## Exercise objective
Rename "ring_rule" to "fill_rule" throughout the entries below, leaving every other part of the lines unchanged.

## Outline labeling entries
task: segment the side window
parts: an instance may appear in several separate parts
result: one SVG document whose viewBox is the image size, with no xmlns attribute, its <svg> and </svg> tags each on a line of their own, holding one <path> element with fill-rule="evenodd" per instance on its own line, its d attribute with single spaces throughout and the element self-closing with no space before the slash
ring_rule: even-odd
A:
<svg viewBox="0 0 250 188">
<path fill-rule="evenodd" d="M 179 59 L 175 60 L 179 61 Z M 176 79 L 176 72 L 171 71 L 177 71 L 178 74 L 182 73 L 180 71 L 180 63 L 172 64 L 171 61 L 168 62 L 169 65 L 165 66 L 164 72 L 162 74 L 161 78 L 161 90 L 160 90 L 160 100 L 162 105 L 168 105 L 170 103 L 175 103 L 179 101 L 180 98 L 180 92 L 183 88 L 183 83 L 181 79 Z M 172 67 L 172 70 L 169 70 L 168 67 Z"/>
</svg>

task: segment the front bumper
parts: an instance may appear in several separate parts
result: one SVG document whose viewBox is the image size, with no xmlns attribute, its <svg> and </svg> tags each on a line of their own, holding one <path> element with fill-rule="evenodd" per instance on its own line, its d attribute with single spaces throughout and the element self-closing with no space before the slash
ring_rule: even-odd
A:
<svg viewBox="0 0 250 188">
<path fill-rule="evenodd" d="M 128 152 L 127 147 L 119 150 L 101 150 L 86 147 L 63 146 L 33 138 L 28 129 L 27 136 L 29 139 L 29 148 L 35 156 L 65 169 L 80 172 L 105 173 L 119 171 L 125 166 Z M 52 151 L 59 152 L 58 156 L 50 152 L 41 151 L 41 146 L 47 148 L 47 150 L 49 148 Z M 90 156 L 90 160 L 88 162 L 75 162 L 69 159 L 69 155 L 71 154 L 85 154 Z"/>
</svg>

## Answer to this task
task: segment the side window
parts: an instance may appear in several separate parts
result: one SVG document whose viewBox is the image size, with no xmlns attribute, its <svg> and </svg> tags each on a line of their own, holding one <path> element with fill-rule="evenodd" per instance on its own line, its d attribute with single spaces throughout and the element self-closing with no space before the slash
fill_rule: even-odd
A:
<svg viewBox="0 0 250 188">
<path fill-rule="evenodd" d="M 179 59 L 175 60 L 179 61 Z M 176 79 L 176 72 L 171 71 L 177 71 L 178 74 L 182 73 L 180 71 L 180 63 L 172 64 L 171 61 L 168 62 L 169 65 L 165 66 L 164 72 L 162 74 L 161 78 L 161 90 L 160 90 L 160 100 L 162 105 L 168 105 L 170 103 L 175 103 L 179 101 L 180 98 L 180 92 L 183 88 L 183 83 L 181 79 Z M 172 67 L 172 70 L 169 70 L 168 67 Z"/>
</svg>

task: segment the front bumper
parts: an instance may appear in several separate parts
result: one SVG document whose viewBox is the image size, with no xmlns attribute, its <svg> and </svg> tags each on a line of their own, holding one <path> element with fill-rule="evenodd" per instance on its own line, its d attribute with single spaces throughout and the element self-closing with no space before the slash
fill_rule: even-odd
A:
<svg viewBox="0 0 250 188">
<path fill-rule="evenodd" d="M 128 152 L 127 147 L 119 150 L 101 150 L 86 147 L 63 146 L 33 138 L 28 129 L 27 136 L 29 139 L 29 148 L 35 156 L 65 169 L 80 172 L 105 173 L 119 171 L 125 166 Z M 52 151 L 59 152 L 58 156 L 50 152 L 41 151 L 41 146 L 47 148 L 47 150 L 49 148 Z M 90 156 L 90 160 L 88 162 L 75 162 L 69 159 L 69 155 L 71 154 L 85 154 Z"/>
</svg>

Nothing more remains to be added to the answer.